_What you need to do:_
Convert the records below into a Markdown table with two columns, Row and Line. Give each nonblank line its own numbered row and leave out the blank lines.

_Material supplied:_
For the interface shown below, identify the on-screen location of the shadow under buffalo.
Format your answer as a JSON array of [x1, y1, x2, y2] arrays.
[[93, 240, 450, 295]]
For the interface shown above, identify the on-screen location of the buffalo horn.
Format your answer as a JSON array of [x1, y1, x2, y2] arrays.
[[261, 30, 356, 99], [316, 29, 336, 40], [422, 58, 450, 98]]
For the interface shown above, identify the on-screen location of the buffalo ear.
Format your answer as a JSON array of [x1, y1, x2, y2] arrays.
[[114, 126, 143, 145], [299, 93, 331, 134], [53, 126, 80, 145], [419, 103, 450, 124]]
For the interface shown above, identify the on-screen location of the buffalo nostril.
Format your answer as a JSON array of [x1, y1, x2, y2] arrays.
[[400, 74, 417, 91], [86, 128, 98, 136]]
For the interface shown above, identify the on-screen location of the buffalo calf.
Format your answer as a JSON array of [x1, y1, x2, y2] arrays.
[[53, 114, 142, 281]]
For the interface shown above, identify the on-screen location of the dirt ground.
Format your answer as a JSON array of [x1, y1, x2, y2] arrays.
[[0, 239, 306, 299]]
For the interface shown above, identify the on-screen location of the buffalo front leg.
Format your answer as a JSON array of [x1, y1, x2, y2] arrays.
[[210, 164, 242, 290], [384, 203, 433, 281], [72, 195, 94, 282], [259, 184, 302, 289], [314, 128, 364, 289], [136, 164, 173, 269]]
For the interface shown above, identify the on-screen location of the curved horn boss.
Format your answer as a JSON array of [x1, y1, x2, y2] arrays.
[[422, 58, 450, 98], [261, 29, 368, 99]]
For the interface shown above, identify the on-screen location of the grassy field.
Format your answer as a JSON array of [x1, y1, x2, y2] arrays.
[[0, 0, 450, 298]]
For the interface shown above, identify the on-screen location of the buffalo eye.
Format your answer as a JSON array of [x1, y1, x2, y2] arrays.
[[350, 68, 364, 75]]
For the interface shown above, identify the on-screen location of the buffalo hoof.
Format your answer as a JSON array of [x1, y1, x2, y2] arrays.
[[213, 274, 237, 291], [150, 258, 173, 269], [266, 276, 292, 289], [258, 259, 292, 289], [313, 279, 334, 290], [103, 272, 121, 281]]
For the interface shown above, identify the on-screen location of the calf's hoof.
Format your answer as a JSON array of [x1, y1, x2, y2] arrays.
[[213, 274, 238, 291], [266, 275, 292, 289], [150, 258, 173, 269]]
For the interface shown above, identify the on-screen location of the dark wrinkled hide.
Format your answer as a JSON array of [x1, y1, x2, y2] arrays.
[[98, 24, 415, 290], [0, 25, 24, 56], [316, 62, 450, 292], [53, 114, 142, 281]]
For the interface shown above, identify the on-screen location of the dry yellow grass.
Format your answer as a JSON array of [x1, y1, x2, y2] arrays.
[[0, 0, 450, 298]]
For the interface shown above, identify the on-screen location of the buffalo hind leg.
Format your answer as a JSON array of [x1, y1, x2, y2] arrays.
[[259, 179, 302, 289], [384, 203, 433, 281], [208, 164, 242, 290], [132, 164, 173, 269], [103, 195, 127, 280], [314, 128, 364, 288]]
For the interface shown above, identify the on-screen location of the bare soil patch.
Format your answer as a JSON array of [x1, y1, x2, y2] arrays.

_The answer:_
| Row | Line |
|---|---|
| 1 | For the interface shown below, identify the on-screen location of the shadow under buffalo. |
| 2 | Format your answer as a JSON array of [x1, y1, x2, y2] arrays. |
| 3 | [[93, 240, 450, 295]] |
| 4 | For the interface shown above, identify the on-screen location of the buffalo horn. |
| 5 | Format your answer as a JSON array of [x1, y1, x2, y2] arrays. |
| 6 | [[261, 30, 356, 99], [316, 29, 336, 40], [422, 58, 450, 98]] |
| 7 | For the interface shown above, identify the on-screen location of the buffalo ear. |
| 8 | Format your answer as a JSON array of [x1, y1, x2, y2] arrays. |
| 9 | [[114, 126, 143, 145], [299, 93, 331, 134], [53, 126, 80, 145], [419, 103, 450, 124]] |
| 10 | For the interface shown above, identify the on-screen location of the buffalo nostril. |
| 11 | Format your answer as a JSON array of [x1, y1, x2, y2] arrays. |
| 12 | [[400, 74, 417, 91], [86, 128, 98, 136]] |
| 13 | For the interface shown above, identify the on-screen location of the buffalo calf. |
| 14 | Format your answer as a JSON array of [x1, y1, x2, y2] arrays. |
| 15 | [[53, 114, 142, 281]] |
| 16 | For the interface shown above, identify the on-screen location of the dirt ground. |
| 17 | Format your answer as a JSON array of [x1, y1, x2, y2] arrays. |
| 18 | [[0, 239, 306, 299]] |
| 19 | For the interface shown above, identify the on-screen location of the buffalo front leg. |
| 20 | Format your answer as a JSON array of [x1, y1, x2, y2] arrays. |
| 21 | [[210, 164, 242, 290], [384, 203, 433, 281], [72, 195, 94, 282], [259, 184, 302, 289], [314, 128, 364, 289], [136, 164, 173, 269]] |
| 22 | For the interface shown above, identify the on-screen location of the curved horn boss. |
| 23 | Format your answer as a JSON array of [x1, y1, x2, y2] arrays. |
| 24 | [[422, 58, 450, 98], [261, 29, 368, 99]] |
| 25 | For the interface shown above, identify the on-screen location of the grassy field. |
| 26 | Format your answer as a JSON array of [x1, y1, x2, y2] arrays. |
| 27 | [[0, 0, 450, 298]] |
| 28 | For the interface shown above, identify the on-screen location of the buffalo eye. |
| 29 | Format your answer as a JSON array of [x1, y1, x2, y2] arrays. |
| 30 | [[350, 68, 364, 75]] |
| 31 | For the interface shown above, identify the on-screen location of the buffalo hoof. |
| 32 | Format your answer as a JSON array of [x1, y1, x2, y2] arrays. |
| 33 | [[213, 274, 237, 291], [150, 258, 173, 269], [266, 276, 292, 289], [258, 259, 292, 289], [313, 279, 334, 290], [103, 272, 121, 281]] |
| 34 | For the interface shown above, identify the on-screen location of the calf's hoof. |
| 35 | Format your answer as a JSON array of [x1, y1, x2, y2] arrays. |
| 36 | [[213, 274, 238, 291], [266, 275, 292, 289], [150, 258, 173, 269]] |
| 37 | For the interface shown above, identify the on-screen location of the dark wrinkled hide. |
| 38 | Format your answer as a JSON array of [x1, y1, x2, y2] arrays. |
| 39 | [[98, 24, 415, 290], [0, 25, 24, 56], [316, 62, 450, 292], [53, 114, 142, 281]] |
| 40 | For the interface shown above, identify the on-screen location of the dry yellow grass. |
| 41 | Format your answer as a JSON array of [x1, y1, x2, y2] arrays. |
| 42 | [[0, 0, 450, 298]] |
| 43 | For the interface shown above, identify the on-screen location of the buffalo hind leg. |
| 44 | Format your answer as a JSON array of [x1, y1, x2, y2] arrays. |
| 45 | [[259, 179, 302, 289], [384, 203, 433, 281], [208, 164, 242, 290], [132, 164, 173, 269], [103, 195, 127, 280], [314, 128, 364, 288]] |
| 46 | For the interface shown above, identify the on-screen location of the bare soil patch. |
| 47 | Format your answer as a JSON array of [x1, y1, x2, y2] arrays. |